• [PROVIDED TEXT]
--- BEGIN ---
My most memorable bug

It will be ten years this month since my team and I briefly thought we would be involved in an international diplomatic incident.

It was May 2010, and I had recently moved from the Google office in Dublin, Ireland, to the Mountain View, California, headquarters to join the Gadget Server team.

If you remember iGoogle, you surely also remember Gadgets. iGoogle was Google’s customizable web portal. It had some windows called “Gadgets” that users could choose and place anywhere on their iGoogle page. There were Gadgets for reading email, the news, or the weather forecast, and there even was a Gadget to convert between measurement units (meters to feet, pints to liters, etc.) Our team worked on the system that displayed Gadgets to users.

One day, we got a bug report claiming that, in Taiwan, the unit conversion Gadget didn’t appear in the traditional Chinese characters used in Taiwan but in the simplified Chinese characters used in mainland China.

In those days, Google and China weren’t going through the best moment in their relationship: some months before, Google had uncovered a series of hacking attacks from China and announced that it would close its specially censored search engine for China. From that moment on, Chinese users would access the regular uncensored search engine. China was not happy about this, and Google was not pleased either.

With so much tension between Google and China, learning that users in Taiwan had started to see a Gadget as if they were in mainland China added the Gadget Server team to the list of unhappy people. Might someone in China be intercepting Google traffic destined for Taiwan? We hoped not, and even though we didn’t expect it to be the case, we needed to find out what was happening.
--- END ---
• [DIRECTIVES]
[1] List every kind of Gadget that the iGoogle bug story names as an example.
[2] Please write the next part of the iGoogle bug story, picking up right after its final sentence.
The material that comes next is from a separate source.

• [DATA]
--- BEGIN ---
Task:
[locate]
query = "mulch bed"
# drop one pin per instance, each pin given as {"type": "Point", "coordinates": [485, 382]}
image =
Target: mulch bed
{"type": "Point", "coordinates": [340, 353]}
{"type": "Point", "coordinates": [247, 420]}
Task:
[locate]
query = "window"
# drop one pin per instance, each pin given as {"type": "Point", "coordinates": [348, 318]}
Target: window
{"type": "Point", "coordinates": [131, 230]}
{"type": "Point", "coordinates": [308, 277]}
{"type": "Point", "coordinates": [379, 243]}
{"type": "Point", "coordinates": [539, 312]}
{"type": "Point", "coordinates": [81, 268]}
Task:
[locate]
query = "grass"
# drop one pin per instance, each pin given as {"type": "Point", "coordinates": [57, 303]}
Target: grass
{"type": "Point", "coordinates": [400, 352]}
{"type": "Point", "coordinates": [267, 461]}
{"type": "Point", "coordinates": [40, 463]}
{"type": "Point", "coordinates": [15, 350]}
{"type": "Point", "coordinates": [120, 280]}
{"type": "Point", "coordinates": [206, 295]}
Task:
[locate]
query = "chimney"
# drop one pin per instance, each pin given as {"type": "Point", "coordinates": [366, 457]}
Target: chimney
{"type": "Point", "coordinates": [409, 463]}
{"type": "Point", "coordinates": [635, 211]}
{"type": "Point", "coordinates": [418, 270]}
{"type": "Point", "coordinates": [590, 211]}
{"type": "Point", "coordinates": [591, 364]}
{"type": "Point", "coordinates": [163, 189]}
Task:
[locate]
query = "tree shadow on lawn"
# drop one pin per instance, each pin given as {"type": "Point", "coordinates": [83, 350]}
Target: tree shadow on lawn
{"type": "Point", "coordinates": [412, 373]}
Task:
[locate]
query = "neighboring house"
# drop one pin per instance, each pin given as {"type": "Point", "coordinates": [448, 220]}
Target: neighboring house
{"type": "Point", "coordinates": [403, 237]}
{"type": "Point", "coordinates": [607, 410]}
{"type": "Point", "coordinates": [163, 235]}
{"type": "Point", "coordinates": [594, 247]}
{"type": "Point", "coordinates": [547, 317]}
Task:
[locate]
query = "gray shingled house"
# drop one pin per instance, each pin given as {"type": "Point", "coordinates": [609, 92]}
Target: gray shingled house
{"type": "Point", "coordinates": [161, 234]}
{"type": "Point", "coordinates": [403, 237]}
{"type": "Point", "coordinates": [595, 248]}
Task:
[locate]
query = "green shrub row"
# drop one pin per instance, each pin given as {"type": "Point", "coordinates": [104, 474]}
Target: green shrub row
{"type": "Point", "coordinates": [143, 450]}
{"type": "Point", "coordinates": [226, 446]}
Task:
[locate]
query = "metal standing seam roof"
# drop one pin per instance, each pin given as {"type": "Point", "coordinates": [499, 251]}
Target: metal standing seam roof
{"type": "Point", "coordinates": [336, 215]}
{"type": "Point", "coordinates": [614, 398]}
--- END ---
--- BEGIN ---
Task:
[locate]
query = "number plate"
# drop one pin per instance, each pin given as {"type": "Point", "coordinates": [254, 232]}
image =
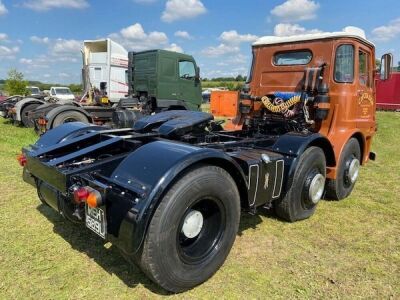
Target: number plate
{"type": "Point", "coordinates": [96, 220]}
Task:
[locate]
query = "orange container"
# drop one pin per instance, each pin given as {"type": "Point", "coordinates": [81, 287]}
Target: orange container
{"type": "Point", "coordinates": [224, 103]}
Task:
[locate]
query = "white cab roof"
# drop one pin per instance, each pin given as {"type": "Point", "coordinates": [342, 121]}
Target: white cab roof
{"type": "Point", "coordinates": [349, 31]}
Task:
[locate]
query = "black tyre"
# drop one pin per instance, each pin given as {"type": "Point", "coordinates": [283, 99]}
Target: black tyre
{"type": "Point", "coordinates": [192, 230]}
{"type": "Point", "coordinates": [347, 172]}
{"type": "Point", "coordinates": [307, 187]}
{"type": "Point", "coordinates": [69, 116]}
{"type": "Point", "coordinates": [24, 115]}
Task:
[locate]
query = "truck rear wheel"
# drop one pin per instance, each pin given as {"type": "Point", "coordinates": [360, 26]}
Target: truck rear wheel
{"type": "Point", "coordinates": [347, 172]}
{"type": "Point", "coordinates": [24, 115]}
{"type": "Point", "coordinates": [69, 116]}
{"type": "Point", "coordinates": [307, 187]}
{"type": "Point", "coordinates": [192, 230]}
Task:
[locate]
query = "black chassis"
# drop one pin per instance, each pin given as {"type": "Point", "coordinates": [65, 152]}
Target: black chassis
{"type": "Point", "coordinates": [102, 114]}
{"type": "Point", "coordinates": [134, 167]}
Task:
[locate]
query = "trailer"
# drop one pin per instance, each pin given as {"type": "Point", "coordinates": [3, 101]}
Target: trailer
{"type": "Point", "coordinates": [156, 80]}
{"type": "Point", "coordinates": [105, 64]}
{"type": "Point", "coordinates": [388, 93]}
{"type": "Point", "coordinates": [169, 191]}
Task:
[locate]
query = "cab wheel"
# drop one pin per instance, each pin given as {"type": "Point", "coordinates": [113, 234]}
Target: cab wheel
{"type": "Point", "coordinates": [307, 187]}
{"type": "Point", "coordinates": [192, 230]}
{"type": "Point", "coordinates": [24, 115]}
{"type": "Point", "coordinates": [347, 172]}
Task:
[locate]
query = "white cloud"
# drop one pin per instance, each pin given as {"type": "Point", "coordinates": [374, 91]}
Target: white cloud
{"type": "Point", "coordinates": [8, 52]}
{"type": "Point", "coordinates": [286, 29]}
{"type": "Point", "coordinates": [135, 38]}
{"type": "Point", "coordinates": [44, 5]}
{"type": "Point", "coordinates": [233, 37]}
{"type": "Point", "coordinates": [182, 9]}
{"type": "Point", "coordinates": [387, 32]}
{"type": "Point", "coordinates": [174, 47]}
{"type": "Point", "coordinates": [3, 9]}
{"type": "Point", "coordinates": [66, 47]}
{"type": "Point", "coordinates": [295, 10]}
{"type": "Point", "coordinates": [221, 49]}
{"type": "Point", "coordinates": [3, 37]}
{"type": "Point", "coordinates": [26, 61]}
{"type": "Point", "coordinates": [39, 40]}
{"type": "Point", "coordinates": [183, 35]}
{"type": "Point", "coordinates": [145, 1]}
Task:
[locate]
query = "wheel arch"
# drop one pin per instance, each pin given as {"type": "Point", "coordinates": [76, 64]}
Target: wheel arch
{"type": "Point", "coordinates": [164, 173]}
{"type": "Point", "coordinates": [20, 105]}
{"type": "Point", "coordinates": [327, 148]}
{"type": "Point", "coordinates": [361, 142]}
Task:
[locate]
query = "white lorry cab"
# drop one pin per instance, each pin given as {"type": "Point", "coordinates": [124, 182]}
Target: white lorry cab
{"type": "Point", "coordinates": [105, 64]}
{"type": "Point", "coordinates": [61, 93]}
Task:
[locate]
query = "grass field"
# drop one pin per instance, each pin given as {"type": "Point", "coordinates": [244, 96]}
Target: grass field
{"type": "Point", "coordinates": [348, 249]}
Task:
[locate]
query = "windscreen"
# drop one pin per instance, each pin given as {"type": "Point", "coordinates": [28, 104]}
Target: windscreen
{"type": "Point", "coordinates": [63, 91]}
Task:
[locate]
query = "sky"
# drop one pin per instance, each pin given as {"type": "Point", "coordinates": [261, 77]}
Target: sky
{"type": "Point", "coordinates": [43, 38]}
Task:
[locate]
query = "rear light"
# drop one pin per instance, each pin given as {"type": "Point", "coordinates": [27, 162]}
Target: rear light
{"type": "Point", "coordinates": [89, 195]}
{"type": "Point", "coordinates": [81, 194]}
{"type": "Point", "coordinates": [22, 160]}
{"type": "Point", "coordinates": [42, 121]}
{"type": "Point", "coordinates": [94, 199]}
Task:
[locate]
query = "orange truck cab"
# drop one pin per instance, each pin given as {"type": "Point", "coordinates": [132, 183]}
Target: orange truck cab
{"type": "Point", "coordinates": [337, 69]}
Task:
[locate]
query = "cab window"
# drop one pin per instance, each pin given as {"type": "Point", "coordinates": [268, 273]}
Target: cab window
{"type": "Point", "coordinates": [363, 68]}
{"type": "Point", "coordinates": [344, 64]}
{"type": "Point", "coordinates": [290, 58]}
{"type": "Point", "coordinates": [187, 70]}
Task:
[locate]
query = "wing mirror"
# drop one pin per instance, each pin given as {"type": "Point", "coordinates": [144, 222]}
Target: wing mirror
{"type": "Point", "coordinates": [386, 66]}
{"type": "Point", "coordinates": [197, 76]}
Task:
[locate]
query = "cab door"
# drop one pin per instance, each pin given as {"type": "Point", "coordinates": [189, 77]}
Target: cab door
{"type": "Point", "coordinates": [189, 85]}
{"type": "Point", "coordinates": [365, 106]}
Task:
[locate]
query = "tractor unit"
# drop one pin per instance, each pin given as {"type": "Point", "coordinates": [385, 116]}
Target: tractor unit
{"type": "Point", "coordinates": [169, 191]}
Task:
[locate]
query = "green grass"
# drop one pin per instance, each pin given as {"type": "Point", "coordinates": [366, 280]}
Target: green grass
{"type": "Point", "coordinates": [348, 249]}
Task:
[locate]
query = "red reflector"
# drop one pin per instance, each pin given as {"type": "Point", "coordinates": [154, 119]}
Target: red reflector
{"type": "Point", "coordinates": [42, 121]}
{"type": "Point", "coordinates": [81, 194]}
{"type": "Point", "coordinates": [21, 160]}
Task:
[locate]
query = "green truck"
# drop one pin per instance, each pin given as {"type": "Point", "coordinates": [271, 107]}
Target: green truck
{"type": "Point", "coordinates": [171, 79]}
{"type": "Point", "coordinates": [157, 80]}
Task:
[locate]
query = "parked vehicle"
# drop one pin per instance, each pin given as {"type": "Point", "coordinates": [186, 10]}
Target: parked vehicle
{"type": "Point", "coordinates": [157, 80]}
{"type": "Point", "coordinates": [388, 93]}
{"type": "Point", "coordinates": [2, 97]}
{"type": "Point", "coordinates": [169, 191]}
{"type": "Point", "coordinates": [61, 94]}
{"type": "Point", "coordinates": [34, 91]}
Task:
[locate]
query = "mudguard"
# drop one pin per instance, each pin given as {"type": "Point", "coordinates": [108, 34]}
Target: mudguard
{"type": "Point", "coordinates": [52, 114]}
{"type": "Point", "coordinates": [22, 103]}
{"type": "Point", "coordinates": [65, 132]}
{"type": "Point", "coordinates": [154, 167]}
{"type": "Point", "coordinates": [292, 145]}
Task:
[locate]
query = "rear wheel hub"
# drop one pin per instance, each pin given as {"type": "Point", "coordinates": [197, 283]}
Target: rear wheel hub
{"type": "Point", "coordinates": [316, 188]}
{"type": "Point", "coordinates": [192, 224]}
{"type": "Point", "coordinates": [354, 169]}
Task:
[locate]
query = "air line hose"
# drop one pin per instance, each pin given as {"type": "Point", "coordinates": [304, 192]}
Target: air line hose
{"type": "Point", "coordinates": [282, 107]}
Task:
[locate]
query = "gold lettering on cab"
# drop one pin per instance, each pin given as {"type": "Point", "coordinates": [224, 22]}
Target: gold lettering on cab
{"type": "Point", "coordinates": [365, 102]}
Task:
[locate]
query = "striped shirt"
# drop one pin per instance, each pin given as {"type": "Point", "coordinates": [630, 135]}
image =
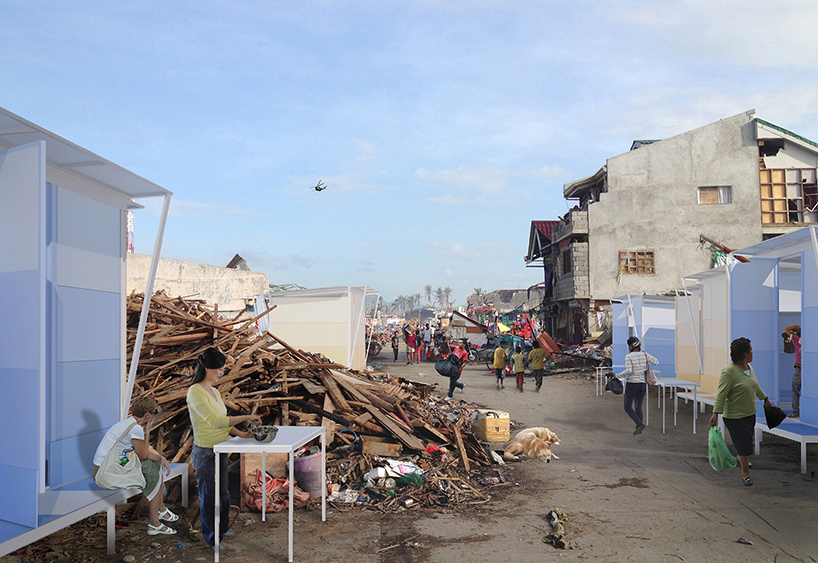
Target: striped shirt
--- END ---
--- BEGIN ---
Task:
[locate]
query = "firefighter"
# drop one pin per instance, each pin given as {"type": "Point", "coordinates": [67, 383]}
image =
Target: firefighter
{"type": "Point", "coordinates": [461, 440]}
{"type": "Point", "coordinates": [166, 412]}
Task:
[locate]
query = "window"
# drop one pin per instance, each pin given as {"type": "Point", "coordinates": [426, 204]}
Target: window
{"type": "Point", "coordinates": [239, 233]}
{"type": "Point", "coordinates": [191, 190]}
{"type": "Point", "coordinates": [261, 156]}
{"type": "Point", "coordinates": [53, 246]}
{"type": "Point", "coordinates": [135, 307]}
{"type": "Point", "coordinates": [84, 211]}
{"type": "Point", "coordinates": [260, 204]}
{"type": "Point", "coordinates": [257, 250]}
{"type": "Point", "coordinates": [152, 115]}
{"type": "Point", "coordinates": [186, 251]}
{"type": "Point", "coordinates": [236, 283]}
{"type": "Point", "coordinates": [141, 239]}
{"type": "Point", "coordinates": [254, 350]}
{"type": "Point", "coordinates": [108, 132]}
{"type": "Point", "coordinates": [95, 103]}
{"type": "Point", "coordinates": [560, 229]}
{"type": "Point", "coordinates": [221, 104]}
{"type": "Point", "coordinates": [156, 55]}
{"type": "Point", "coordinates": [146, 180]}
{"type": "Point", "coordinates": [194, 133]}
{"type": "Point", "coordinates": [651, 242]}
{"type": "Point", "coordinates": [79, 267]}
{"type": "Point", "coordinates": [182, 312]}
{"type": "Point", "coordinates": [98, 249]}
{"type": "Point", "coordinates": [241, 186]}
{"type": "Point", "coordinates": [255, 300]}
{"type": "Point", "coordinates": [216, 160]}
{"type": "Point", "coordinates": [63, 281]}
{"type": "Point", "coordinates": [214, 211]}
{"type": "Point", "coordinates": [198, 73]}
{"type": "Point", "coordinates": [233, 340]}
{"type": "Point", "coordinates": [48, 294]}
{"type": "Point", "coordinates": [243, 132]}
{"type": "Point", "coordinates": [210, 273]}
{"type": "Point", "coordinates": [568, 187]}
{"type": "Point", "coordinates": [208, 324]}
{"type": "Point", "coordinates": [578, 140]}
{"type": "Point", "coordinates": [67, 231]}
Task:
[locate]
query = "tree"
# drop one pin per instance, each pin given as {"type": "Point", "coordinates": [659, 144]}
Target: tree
--- END ---
• [TASK-BY-TASK ANSWERS]
[1]
- A Gadget for reading email
- A Gadget for the news
- A Gadget for the weather forecast
- A Gadget to convert between measurement units

[2]
The first step when you get a bug report is to try to reproduce it: you can’t investigate a bug you can’t see. However, any way I tried it, I couldn’t reproduce it. I would send requests to see the Gadget as a Taiwanese user, but I would always see it in traditional Chinese characters as if there were no bugs. I tried it every which way with no results.

Then, I sent the same request to every server at the same time and checked if there were any differences between them. Our service got requests from all over the world, so we had servers spread throughout the planet; user requests would arrive automatically at their nearest server. When I did my tests, my requests went to a US server, but requests from Taiwan would go to a server in Asia. In theory, all servers were identical, but what if it turned out they weren’t?

I wrote a web page that sent requests directly to every server, loaded it on my browser, and saw that some servers gave different answers. Most servers in Europe and America responded with the Gadget in traditional Chinese characters, which was the correct result; however, most servers in Asia responded in simplified Chinese.

To add to the mystery, not all servers in each location gave the same result. Some gave the correct answer, others gave the wrong answer, and the ratio between one and the other differed depending on the location.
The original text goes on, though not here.